Entries from a dataset:
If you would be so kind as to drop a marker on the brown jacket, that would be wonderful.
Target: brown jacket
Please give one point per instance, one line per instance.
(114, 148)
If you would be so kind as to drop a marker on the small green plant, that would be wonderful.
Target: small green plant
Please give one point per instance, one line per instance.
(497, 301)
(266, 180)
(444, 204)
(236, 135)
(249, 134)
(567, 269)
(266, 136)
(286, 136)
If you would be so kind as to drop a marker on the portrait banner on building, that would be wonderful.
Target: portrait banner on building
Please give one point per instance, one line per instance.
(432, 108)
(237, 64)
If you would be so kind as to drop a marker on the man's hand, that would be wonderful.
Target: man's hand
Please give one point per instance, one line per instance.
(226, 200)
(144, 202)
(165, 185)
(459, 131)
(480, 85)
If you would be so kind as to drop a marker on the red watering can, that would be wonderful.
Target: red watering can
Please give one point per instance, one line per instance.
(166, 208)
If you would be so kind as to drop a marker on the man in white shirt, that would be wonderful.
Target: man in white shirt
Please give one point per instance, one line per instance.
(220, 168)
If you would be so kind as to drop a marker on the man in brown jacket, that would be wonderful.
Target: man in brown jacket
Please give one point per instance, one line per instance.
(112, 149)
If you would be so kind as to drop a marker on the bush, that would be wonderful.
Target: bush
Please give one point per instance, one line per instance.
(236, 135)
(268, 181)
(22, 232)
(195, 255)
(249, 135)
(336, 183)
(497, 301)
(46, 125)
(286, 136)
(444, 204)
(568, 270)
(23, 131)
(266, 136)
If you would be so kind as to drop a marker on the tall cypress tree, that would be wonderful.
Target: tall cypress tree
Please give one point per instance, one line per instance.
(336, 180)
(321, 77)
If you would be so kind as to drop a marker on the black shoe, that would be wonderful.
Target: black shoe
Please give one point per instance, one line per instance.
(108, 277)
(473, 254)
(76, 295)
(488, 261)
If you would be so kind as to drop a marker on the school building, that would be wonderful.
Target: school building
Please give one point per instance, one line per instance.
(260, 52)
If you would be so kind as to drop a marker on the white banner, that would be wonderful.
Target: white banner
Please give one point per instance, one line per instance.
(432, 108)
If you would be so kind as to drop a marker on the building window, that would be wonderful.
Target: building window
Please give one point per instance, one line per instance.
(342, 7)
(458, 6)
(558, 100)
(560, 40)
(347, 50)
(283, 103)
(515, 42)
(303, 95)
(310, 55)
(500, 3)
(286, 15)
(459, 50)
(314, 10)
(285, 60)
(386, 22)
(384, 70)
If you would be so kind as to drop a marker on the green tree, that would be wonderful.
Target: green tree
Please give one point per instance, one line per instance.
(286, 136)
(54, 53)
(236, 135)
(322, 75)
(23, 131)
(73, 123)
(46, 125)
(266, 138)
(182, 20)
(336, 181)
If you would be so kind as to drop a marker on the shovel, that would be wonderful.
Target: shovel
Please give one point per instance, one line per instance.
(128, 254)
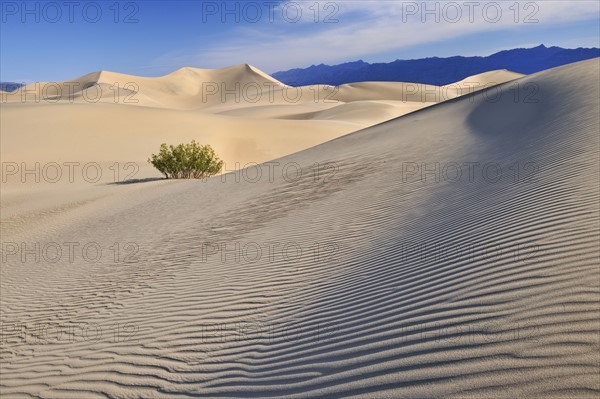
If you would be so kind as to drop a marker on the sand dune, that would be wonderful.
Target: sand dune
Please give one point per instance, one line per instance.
(61, 122)
(400, 277)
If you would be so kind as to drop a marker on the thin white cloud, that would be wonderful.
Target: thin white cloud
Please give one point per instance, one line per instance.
(382, 26)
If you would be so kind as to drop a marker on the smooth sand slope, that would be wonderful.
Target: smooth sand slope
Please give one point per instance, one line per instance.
(373, 280)
(246, 115)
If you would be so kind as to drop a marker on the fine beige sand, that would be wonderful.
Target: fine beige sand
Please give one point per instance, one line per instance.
(450, 252)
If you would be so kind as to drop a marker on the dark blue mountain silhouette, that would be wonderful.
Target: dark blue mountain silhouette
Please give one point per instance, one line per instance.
(437, 71)
(9, 86)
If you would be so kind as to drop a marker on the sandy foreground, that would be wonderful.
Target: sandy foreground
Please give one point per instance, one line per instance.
(450, 252)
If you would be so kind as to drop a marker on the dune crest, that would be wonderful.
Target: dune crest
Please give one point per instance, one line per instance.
(415, 282)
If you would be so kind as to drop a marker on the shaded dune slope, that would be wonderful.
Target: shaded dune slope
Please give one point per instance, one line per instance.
(419, 287)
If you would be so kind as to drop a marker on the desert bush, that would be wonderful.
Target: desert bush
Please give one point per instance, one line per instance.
(186, 161)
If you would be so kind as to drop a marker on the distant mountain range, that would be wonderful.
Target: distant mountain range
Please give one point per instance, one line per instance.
(9, 86)
(436, 71)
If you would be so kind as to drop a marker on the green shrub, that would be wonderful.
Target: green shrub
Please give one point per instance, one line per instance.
(186, 161)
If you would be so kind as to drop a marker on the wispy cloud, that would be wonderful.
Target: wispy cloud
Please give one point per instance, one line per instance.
(373, 27)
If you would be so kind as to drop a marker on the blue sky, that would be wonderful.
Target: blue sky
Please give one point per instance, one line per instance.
(59, 40)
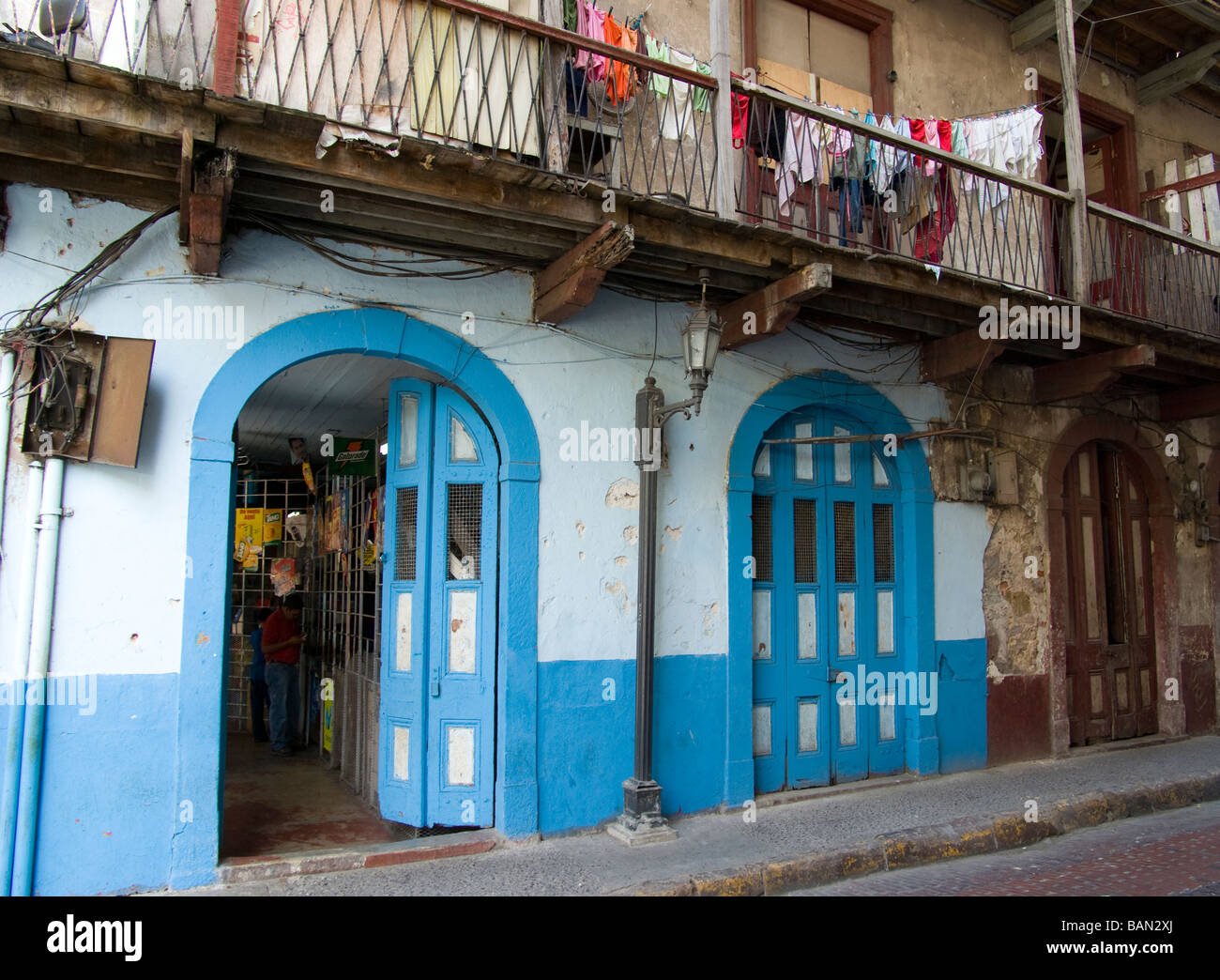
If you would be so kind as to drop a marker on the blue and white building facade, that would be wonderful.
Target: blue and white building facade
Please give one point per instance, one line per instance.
(748, 667)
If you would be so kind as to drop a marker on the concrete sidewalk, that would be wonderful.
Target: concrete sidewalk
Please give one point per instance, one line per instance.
(796, 840)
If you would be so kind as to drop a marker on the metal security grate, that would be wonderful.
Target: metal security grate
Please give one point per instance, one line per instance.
(760, 519)
(804, 540)
(845, 541)
(465, 529)
(883, 542)
(404, 559)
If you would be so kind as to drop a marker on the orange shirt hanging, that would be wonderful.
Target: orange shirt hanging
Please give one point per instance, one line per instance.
(620, 76)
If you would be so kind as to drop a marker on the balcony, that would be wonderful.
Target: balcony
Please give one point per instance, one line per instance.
(468, 89)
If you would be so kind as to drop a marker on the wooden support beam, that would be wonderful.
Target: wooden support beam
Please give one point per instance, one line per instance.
(1074, 147)
(964, 354)
(570, 283)
(1078, 376)
(1182, 187)
(137, 113)
(769, 310)
(208, 210)
(1180, 73)
(1199, 13)
(186, 184)
(1190, 403)
(228, 21)
(1037, 23)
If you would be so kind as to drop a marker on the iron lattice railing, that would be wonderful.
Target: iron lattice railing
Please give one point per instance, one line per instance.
(462, 73)
(1147, 271)
(828, 176)
(489, 81)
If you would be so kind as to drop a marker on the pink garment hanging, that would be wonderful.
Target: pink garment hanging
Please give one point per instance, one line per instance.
(590, 23)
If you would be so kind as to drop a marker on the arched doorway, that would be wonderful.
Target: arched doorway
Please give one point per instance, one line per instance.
(1110, 647)
(1146, 465)
(385, 333)
(901, 486)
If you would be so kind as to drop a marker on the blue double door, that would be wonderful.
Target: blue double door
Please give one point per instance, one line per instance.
(437, 740)
(826, 605)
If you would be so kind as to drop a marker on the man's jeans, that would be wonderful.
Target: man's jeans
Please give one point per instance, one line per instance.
(284, 703)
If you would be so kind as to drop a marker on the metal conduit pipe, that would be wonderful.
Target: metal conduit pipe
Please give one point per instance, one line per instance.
(8, 373)
(21, 646)
(39, 661)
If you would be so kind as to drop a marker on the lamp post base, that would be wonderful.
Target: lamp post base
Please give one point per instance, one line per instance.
(641, 821)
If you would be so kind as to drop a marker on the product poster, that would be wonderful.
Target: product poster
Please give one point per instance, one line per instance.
(354, 458)
(248, 536)
(272, 527)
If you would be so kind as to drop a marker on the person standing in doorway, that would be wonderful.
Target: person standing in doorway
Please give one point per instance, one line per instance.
(257, 679)
(282, 651)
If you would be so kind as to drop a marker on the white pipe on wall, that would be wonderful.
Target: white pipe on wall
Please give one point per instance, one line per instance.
(8, 373)
(21, 651)
(39, 662)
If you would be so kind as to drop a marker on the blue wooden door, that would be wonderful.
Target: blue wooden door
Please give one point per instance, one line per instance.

Directive: Render every one of the records above as a numbered list, skipping any blank lines. Don't include the pictures in your answer.

Expected answer:
1. If you would be so kind as to drop a marker on the brown jacket, that would be wonderful.
2. Target: brown jacket
3. Please give one point per instance, one line per instance.
4. (114, 148)
5. If you would be so kind as to drop a marker on the small green plant, that would be wonderful.
6. Target: small green plant
7. Please give one point per instance, one line per instance.
8. (497, 301)
9. (266, 180)
10. (444, 204)
11. (236, 135)
12. (249, 134)
13. (567, 269)
14. (266, 136)
15. (286, 136)
16. If you would be so kind as to drop a marker on the portrait banner on building, that would be wonderful.
17. Target: portrait banner on building
18. Please give one point per instance, one line per instance.
19. (432, 108)
20. (237, 64)
21. If you would be so kind as to drop a marker on the man's hand, that would be wonderful.
22. Target: man's hand
23. Please give one point per instance, one line per instance.
24. (226, 200)
25. (144, 202)
26. (165, 185)
27. (459, 131)
28. (480, 85)
29. If you would be so kind as to drop a marker on the red watering can, that would be wonderful.
30. Target: red watering can
31. Please give one point per instance, one line per instance.
32. (166, 208)
33. If you would be so kind as to drop a marker on the man in white shirt, that would be wonderful.
34. Target: man in white shirt
35. Please give one point per instance, one line per instance.
36. (220, 168)
37. If you would be so kind as to drop a marker on the man in brown jacket, that would be wonderful.
38. Target: man in brown jacket
39. Please give one point per instance, one line per instance.
40. (112, 149)
41. If you would be so kind as to drop a marker on the bush, that would be wonderful.
42. Target: bush
43. Please give one point per instance, one line per instance.
44. (236, 135)
45. (268, 181)
46. (22, 232)
47. (195, 255)
48. (249, 135)
49. (336, 183)
50. (497, 301)
51. (46, 125)
52. (286, 136)
53. (444, 204)
54. (568, 270)
55. (23, 131)
56. (266, 136)
57. If you would be so kind as to drop a marker on the tall cypress tree, that would be wonderful.
58. Target: tall cypress tree
59. Please give one point per instance, one line per instance.
60. (336, 180)
61. (321, 77)
62. If you would be so kind as to drop a marker on the black shoe, that would be wonderful.
63. Target: black shoe
64. Please give one point per instance, one line per instance.
65. (108, 277)
66. (473, 254)
67. (76, 295)
68. (488, 261)
69. If you would be so kind as to drop a marker on the school building, that would be wonderful.
70. Target: school building
71. Please give one point per instance, one line per instance.
72. (260, 52)
73. If you would be so kind as to drop a marker on the white banner, that would be wonderful.
74. Target: white banner
75. Please give one point per instance, one line per instance.
76. (432, 108)
77. If you would be so kind as to drop a marker on the building window, that would be wonderful.
78. Target: building window
79. Please give one point per instance, one line per instance.
80. (342, 7)
81. (458, 6)
82. (558, 100)
83. (560, 40)
84. (347, 50)
85. (283, 103)
86. (515, 42)
87. (303, 95)
88. (310, 55)
89. (500, 3)
90. (286, 15)
91. (459, 50)
92. (314, 10)
93. (285, 60)
94. (386, 22)
95. (384, 70)
96. If you would be so kind as to drop a marker on the green tree, that would be wonderful.
97. Target: green tree
98. Please give one point per instance, one line per instance.
99. (286, 136)
100. (54, 53)
101. (236, 135)
102. (322, 75)
103. (23, 131)
104. (73, 123)
105. (46, 125)
106. (266, 138)
107. (182, 20)
108. (336, 181)
109. If you would be so kind as to drop a marker on the shovel, that would be wonderful.
110. Target: shovel
111. Please give one point per instance, one line per instance.
112. (128, 254)
113. If you would be so kind as to drop a marker on the sand dune, that would be wonderful.
114. Target: sand dune
115. Please give one point per instance, one line per instance.
116. (61, 122)
117. (400, 277)
118. If you would be so kind as to drop a marker on the thin white cloud, that would be wonderful.
119. Target: thin white cloud
120. Please give one point per instance, one line per instance.
121. (382, 26)
122. If you would be so kind as to drop a marker on the smooth sand slope, that would be wonderful.
123. Target: smooth sand slope
124. Please give one point per instance, one line per instance.
125. (373, 280)
126. (246, 115)
127. If you would be so kind as to drop a marker on the fine beige sand, that would be wonderful.
128. Target: fine beige sand
129. Please give one point per instance, one line per instance.
130. (450, 252)
131. If you would be so kind as to drop a marker on the dark blue mountain silhouette, that would be wonderful.
132. Target: dark blue mountain silhouette
133. Please give one point per instance, one line per instance.
134. (437, 71)
135. (9, 86)
136. If you would be so kind as to drop a marker on the sandy foreground, that would be wonderful.
137. Target: sandy foreground
138. Please give one point per instance, one line per instance.
139. (450, 252)
140. If you would be so kind as to drop a marker on the dune crest, that would be wonderful.
141. Target: dune crest
142. Please give one point per instance, one line per instance.
143. (415, 282)
144. If you would be so kind as to drop a marker on the shaded dune slope, that would be wonderful.
145. Target: shaded dune slope
146. Please give one point per instance, one line per instance.
147. (419, 287)
148. If you would be so kind as to drop a marker on the desert bush, that would be wonderful.
149. Target: desert bush
150. Please give one point per instance, one line per instance.
151. (186, 161)
152. If you would be so kind as to drop a marker on the distant mountain range, that would be wonderful.
153. Target: distant mountain range
154. Please give one point per instance, one line per instance.
155. (9, 86)
156. (436, 71)
157. If you would be so kind as to drop a marker on the green shrub, that would be wonderful.
158. Target: green shrub
159. Please give one point per instance, one line per instance.
160. (186, 161)
161. If you would be so kind as to drop a marker on the wispy cloud, that would be wonderful.
162. Target: wispy cloud
163. Please give one point per instance, one line per instance.
164. (373, 27)
165. If you would be so kind as to drop a marker on the blue sky, that would be wonderful.
166. Target: blue sky
167. Please give one point per instance, one line per instance.
168. (59, 40)
169. If you would be so kind as to drop a marker on the blue and white building facade, that would be wonderful.
170. Target: blue and white building facade
171. Please give one point per instance, one line per instance.
172. (748, 667)
173. If you would be so kind as to drop a marker on the concrete sidewalk, that would be wonderful.
174. Target: concrete sidewalk
175. Please give one point per instance, one line per instance.
176. (796, 840)
177. If you would be so kind as to drop a marker on the metal security grate, that would be wonderful.
178. Target: metal security grate
179. Please give one point per instance, one line per instance.
180. (760, 519)
181. (804, 540)
182. (845, 541)
183. (465, 529)
184. (883, 542)
185. (404, 559)
186. If you would be so kind as to drop a marker on the orange shirt hanging, that would be wonderful.
187. Target: orange shirt hanging
188. Please give one point per instance, one line per instance.
189. (620, 76)
190. If you would be so kind as to drop a marker on the balcony, that would be wonderful.
191. Target: balcony
192. Please give one point per instance, one line per instance.
193. (468, 89)
194. If you would be so kind as to drop a marker on the wooden support beam, that would be wonderful.
195. Target: wooden support beam
196. Please give one point per instance, one line per instance.
197. (1074, 147)
198. (964, 354)
199. (570, 283)
200. (1078, 376)
201. (1182, 187)
202. (137, 113)
203. (769, 310)
204. (208, 210)
205. (1180, 73)
206. (1199, 13)
207. (186, 184)
208. (1190, 403)
209. (228, 21)
210. (1037, 23)
211. If you would be so kind as to drop a marker on the iron lattice railing, that would be wonderful.
212. Target: iron lattice railing
213. Please give one point per instance, one line per instance.
214. (462, 73)
215. (1147, 271)
216. (828, 176)
217. (489, 81)
218. If you would be so kind as to drop a marker on the pink garment hanging, that would be wonderful.
219. Target: pink garment hanging
220. Please give one point per instance, one line per instance.
221. (590, 23)
222. If you would be so kind as to drop a marker on the arched doorway, that would be wonderful.
223. Target: arched doorway
224. Please give one point per instance, one line per instance.
225. (1110, 647)
226. (1146, 465)
227. (385, 333)
228. (901, 486)
229. If you would be so kind as to drop a marker on the blue double door, that would be wonderful.
230. Target: blue double door
231. Please give one point per instance, one line per instance.
232. (437, 740)
233. (826, 605)
234. If you would be so kind as to drop a marker on the man's jeans, that would be wonderful.
235. Target: man's jeans
236. Please give one point per instance, one line per instance.
237. (284, 703)
238. If you would be so kind as to drop a marker on the metal conduit pipe, that would be wonderful.
239. Target: metal conduit pipe
240. Please give one point per instance, one line per instance.
241. (8, 373)
242. (21, 646)
243. (39, 661)
244. If you would be so kind as to drop a marker on the lamp post base, that would be wonderful.
245. Target: lamp post base
246. Please give one point per instance, one line per instance.
247. (641, 821)
248. If you would be so kind as to drop a marker on the product poster, that would be wonderful.
249. Target: product poster
250. Please give one point per instance, one line per instance.
251. (354, 458)
252. (248, 536)
253. (272, 527)
254. If you would be so kind as to drop a marker on the person standing in doorway, that would be wonderful.
255. Target: person standing in doorway
256. Please give one point per instance, one line per instance.
257. (257, 679)
258. (282, 651)
259. If you would be so kind as to drop a marker on the white pipe on wall, that would be wonderful.
260. Target: white pipe on wall
261. Please give one point per instance, one line per instance.
262. (8, 373)
263. (21, 651)
264. (39, 662)
265. If you would be so kind as to drop a marker on the blue wooden door, that would be wonderful.
266. Target: blue wooden door
267. Please give one point per instance, one line per instance.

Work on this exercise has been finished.